De schaarste aan zorgmedewerkers evolueerde naar een echt tekort de laatste jaren. Het actieplan 4.0 van uw voorgangster bevat een hele resem acties. Sommige lopen nog. Op diverse plaatsen bouwen werkgevers de dienstverlening af wegens onvoldoende beschikbare verpleegkundigen. Komt er een actieplan 5.0?
‘Het kader waarbinnen ik zal werken, is dat van het VIA6. Dit zesde Vlaams Interprofessioneel Akkoord is op 30 maart 2021 afgesloten tussen de Vlaamse regering en de sociale partners voor de private en publieke socialprofitsector met een budget van 577 miljoen euro. Het is een groot voordeel dat de budgetten hierin duidelijk zijn vastgelegd. Ik wil in de eerste plaats inzetten op een betere oriëntatie vanuit de opleidingen om afgestudeerden als geschikte werkzoekenden naar het werkveld te leiden. Dat kan binnen de reguliere opleidingen, maar het gebeurt meer en meer via de zogenaamde zijinstromers, werknemers die op latere leeftijd met een korte of een langere opleiding opnieuw beschikbaar komen op de arbeidsmarkt in de zorg.

Deze groep blijft groeien. En dat is een goede zaak gezien de stijgende vraag en behoefte. De complexiteit en intensiteit van de zorg nemen toe. De komende jaren gaan er veel zorgverleners met pensioen. Via de zijinstroom zijn er nog veel mogelijkheden om het tekort aan werkkrachten in de sector weg te werken. Het is mijn ambitie om het hele palet van reguliere en zijinstroomopleidingen te stroomlijnen tot een logisch geheel. En dat zal geen eenvoudige opdracht zijn. Er zijn heel veel regels, in het onderwijssysteem, voor de federale toegang tot de zorgberoepen en tot slot in de erkenning en exploitatie van zorgdiensten, zoals de personeelsnormen. Sommige zaken liggen historisch gevoelig, zoals de discussie over de twee opleidingen voor verpleegkunde: de beroepsopleiding HBO5 en de bacheloropleiding.’

 

Deze discussie gaat ondertussen al tientallen jaren mee. De standpunten zijn gepolariseerd. In de publieke woonzorgcentra werken bijvoorbeeld veel HBO5-verpleegkundigen. Hoe kijk jij daar zelf naar?
‘Daarnaast is er de bacheloropleiding verpleegkunde van niveau 6. Momenteel kun je na beide opleidingen eenzelfde beroep uitoefenen met dezelfde taken en verantwoordelijkheden. Er is niemand die stelt dat de zorgverleners op niveau 5 niet nodig zijn, of niet waardevol zouden zijn. Ik wil dit echt met klem benadrukken. We hebben echt behoefte aan een duidelijke zorgladder met verschillende opleidingsniveaus. Daarnaast moeten we zorgen voor een duidelijk profiel met duidelijke taken en verantwoordelijkheden. Het is een correct profiel dat we zeker kunnen blijven inzetten in de diverse sectoren. Er wordt te vaak vanuit emotie geredeneerd.

= Opgehaalde gegevens =
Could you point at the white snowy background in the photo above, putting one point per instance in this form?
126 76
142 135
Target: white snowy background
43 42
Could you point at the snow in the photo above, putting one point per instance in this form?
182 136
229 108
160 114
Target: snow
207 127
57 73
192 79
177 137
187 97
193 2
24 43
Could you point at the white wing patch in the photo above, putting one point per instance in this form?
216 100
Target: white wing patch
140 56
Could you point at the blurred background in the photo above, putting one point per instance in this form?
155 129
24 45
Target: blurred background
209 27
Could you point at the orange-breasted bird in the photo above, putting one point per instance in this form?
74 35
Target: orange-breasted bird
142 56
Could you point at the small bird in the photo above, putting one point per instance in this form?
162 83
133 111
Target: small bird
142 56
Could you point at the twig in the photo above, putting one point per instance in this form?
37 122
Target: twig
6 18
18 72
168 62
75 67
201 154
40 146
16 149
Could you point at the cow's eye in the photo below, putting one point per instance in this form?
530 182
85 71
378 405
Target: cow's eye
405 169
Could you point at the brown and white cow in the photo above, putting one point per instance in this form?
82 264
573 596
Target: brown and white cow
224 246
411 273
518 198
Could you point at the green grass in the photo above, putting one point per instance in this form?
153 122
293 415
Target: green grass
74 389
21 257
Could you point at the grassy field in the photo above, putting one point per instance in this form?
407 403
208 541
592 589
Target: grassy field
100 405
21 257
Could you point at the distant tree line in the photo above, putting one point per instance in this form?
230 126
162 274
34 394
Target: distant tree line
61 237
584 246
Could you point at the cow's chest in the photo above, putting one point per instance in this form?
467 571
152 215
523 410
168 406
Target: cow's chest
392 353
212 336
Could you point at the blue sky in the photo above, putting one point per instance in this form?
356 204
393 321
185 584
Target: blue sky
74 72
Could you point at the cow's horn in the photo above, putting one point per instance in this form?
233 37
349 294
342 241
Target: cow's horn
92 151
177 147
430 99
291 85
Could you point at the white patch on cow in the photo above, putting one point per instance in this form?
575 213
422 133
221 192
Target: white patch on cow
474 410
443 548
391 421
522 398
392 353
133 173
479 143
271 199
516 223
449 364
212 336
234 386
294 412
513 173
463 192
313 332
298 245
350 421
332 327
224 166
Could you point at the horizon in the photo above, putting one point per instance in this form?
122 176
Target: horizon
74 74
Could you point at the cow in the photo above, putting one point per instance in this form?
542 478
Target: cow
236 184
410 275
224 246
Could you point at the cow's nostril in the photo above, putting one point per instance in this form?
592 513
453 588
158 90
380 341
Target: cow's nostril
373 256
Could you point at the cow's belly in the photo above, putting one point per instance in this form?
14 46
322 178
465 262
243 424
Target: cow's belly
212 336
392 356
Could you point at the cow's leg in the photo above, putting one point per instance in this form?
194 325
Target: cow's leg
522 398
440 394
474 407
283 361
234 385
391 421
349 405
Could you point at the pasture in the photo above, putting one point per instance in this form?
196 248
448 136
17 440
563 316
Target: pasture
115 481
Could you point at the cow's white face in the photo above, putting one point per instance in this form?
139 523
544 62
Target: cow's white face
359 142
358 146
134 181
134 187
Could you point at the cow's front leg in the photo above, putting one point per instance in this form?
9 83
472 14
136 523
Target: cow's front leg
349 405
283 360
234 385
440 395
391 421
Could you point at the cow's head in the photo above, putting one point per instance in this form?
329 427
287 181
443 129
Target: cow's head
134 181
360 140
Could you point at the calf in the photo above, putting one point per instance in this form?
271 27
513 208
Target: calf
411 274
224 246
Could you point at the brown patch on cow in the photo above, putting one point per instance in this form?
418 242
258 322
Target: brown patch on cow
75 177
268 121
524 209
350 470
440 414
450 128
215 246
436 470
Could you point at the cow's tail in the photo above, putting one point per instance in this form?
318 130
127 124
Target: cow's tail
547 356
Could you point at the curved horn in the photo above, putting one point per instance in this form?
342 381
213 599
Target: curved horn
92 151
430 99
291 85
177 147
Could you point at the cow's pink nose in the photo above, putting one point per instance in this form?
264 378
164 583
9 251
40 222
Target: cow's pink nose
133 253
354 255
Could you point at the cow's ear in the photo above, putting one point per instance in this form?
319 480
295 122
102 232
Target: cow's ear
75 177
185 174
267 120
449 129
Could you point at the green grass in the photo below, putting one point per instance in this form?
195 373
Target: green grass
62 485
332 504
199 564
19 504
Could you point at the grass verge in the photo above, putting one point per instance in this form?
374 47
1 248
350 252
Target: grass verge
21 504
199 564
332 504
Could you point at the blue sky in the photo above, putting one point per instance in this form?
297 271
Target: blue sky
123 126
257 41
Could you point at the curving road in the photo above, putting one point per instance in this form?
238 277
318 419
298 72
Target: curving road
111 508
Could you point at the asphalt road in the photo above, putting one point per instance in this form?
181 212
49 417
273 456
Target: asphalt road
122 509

= Te doen opdrachten =
(a) Tel in de gegevens de regels waarin het woord "patch" staat. Geef alleen het aantal.
(b) Hervat het interview over het tekort aan zorgpersoneel en schrijf het verder na de laatste zin.

= Resultaten per opdracht =
(a) 6

(b)
We willen allemaal het juiste talent en de juiste competentie op de juiste plaats in de zorg. Laten we gaan voor een duidelijk, eigenstandig HBO5-profiel, met een naam die gelinkt is aan verpleegkunde. Werkende verpleegkundigen hoeven zich echt geen zorgen te maken. Die hebben verworven rechten. De discussie wordt te vaak verengd tot een discussie over verpleegkundige taken of verzorgende handelingen; zorg is veel meer dan taken en handelingen. Het is ook instaan voor coördinatie, voor verpleegkundig leiderschap, en voor kritisch redeneren en reflecteren. In combinatie met de juiste attitude kun je echt het verschil maken voor de patiënt, cliënt of bewoner.’

 

Zijn er niet te veel regels om toegelaten te worden tot een zorgberoep?
‘Ik vind dat niet. Je mag niet vergeten dat zorgprofessionals vaak verantwoordelijk zijn voor de zorg van heel kwetsbare mensen, zeker in de residentiële ouderenzorg. Daar mag je het toeval niet laten spelen. Een goede opleiding is alleszins een eerste garantie om de juiste mensen de zorg te laten verlenen. Het gaat al lang niet meer over competenties alleen.’ 

 

De zorgsector is heel fel gereglementeerd. Voor studenten en werkenden zijn die regels allesbehalve vanzelfsprekend. Wringt daar het schoentje?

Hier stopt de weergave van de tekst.